━━ Material shown ━━

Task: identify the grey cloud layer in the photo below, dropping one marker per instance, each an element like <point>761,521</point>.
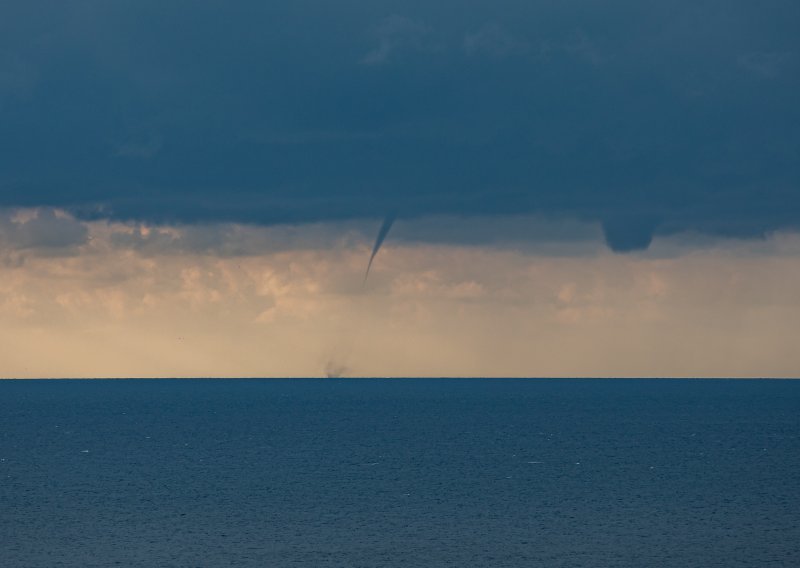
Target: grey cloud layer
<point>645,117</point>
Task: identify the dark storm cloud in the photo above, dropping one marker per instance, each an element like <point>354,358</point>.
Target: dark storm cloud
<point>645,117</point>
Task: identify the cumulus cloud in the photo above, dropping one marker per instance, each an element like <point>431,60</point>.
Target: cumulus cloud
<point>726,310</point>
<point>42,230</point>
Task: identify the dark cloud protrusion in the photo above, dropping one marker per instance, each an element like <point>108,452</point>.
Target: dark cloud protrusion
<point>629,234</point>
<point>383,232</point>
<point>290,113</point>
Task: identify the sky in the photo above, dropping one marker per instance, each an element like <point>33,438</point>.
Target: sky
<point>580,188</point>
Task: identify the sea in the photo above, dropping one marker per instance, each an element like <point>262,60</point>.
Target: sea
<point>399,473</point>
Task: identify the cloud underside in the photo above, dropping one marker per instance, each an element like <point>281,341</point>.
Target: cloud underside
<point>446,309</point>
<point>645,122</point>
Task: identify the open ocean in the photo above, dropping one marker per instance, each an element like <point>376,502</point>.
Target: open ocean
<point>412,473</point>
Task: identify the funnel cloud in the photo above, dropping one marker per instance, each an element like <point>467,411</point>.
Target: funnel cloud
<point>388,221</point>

━━━

## Problem to work on
The reply must hold each line of the records verbatim and no pictures.

## Solution to the problem
Task: identify the grey cloud layer in the photo below, dropping one marker per instance, each an element like <point>761,521</point>.
Target: grey cloud layer
<point>645,117</point>
Task: identify the dark storm cloud in the photo above, dropping one marker per instance, each an element like <point>354,358</point>.
Target: dark storm cloud
<point>645,117</point>
Task: identify the cumulus cloud in the photo above, dropping one marker per instance, each an element like <point>431,60</point>.
Target: cumulus cloud
<point>726,310</point>
<point>42,230</point>
Task: identify the dark cloud protrusion in the photo above, dropping one marker per instance, each an element like <point>108,452</point>.
Target: dark cloud protrusion
<point>629,234</point>
<point>383,232</point>
<point>290,113</point>
Task: identify the sky in the photo above, dropping one marker per instance, each an element like <point>33,438</point>.
Target: sky
<point>580,188</point>
Task: identify the sea in the photo above, dropping one marker per instance, each an element like <point>262,60</point>.
Target: sea
<point>399,473</point>
Task: identify the cloud underside in the photo above, dropping one marker per instance, each an element like <point>281,341</point>.
Target: cloud underside
<point>446,309</point>
<point>645,122</point>
Task: identify the open ocean in the photo above, dropping one marker per instance, each an element like <point>376,502</point>.
Target: open ocean
<point>412,473</point>
Task: identify the funnel cloud in the photo above, dropping one marker per instance, each an element like <point>467,411</point>.
Target: funnel cloud
<point>388,221</point>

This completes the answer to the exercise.